▶ **What you should do**
Copy exactly the lines from the start of the data below through the one that carries "Locate the stone", and only those.

(Material for this task)

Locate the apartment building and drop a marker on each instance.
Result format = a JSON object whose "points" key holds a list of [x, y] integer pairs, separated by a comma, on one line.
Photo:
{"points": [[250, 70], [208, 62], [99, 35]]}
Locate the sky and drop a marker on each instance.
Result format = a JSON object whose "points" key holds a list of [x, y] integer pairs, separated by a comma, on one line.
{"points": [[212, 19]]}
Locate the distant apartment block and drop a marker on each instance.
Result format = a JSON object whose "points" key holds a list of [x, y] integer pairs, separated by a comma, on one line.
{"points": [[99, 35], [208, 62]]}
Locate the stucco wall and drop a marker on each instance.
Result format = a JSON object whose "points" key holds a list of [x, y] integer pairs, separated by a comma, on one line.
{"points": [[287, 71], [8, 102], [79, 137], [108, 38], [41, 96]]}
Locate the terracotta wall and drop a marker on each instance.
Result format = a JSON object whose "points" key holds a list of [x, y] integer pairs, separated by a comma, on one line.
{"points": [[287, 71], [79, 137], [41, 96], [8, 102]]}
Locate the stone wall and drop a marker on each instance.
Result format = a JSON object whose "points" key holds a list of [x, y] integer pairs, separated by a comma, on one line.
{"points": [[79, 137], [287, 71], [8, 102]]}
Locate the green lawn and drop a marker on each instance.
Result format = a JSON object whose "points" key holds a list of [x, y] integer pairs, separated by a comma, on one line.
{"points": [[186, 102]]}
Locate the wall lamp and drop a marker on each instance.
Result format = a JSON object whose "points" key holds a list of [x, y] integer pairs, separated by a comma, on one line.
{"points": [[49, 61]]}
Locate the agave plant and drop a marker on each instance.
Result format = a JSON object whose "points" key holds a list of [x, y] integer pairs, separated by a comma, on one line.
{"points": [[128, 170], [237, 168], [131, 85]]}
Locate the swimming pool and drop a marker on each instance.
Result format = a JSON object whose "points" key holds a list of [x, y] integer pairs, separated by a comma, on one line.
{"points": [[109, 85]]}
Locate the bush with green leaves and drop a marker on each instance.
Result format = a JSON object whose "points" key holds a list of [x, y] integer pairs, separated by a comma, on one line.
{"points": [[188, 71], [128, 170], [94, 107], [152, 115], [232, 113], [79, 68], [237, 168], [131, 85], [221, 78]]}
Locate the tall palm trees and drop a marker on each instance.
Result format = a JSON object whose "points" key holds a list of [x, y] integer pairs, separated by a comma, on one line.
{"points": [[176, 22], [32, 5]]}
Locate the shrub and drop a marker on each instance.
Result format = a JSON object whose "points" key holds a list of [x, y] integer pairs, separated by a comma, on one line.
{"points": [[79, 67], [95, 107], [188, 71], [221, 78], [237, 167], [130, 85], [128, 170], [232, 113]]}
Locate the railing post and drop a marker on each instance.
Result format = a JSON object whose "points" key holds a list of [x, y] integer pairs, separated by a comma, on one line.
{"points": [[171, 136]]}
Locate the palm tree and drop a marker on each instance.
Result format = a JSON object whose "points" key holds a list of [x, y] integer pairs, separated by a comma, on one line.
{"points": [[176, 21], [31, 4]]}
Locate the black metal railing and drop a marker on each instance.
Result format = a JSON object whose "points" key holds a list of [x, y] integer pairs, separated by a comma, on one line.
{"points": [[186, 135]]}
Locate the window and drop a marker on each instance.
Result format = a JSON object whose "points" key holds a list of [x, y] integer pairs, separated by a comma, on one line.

(End Material for this task)

▶ **Reply to the task**
Locate the apartment building and drop a marker on each instance.
Result format = a JSON object whose "points" key holds a list of [x, y] integer pairs, separated by a comma, on one line.
Photo:
{"points": [[250, 70], [208, 62], [99, 35]]}
Locate the sky and drop a marker on each instance.
Result format = a JSON object whose "points" key holds a list of [x, y] integer pairs, separated by a comma, on one line.
{"points": [[212, 19]]}
Locate the distant apartment block and drop a marker on each instance.
Result format = a JSON object whose "points" key holds a list of [x, y] integer pairs, separated by a comma, on one line.
{"points": [[99, 35], [208, 62]]}
Locate the stucco wall and drop a marker on each instance.
Result format = a JSON object whose "points" key holds a list of [x, y] integer pairs, separated by a comma, on one line.
{"points": [[287, 71], [8, 102], [79, 137], [108, 38], [41, 96]]}
Locate the terracotta wall and drop a marker on each instance.
Result format = a JSON object whose "points" key holds a list of [x, y] integer pairs, separated by a comma, on one line.
{"points": [[287, 71], [79, 137], [41, 96], [8, 102]]}
Locate the stone wall and drop a marker on each instance.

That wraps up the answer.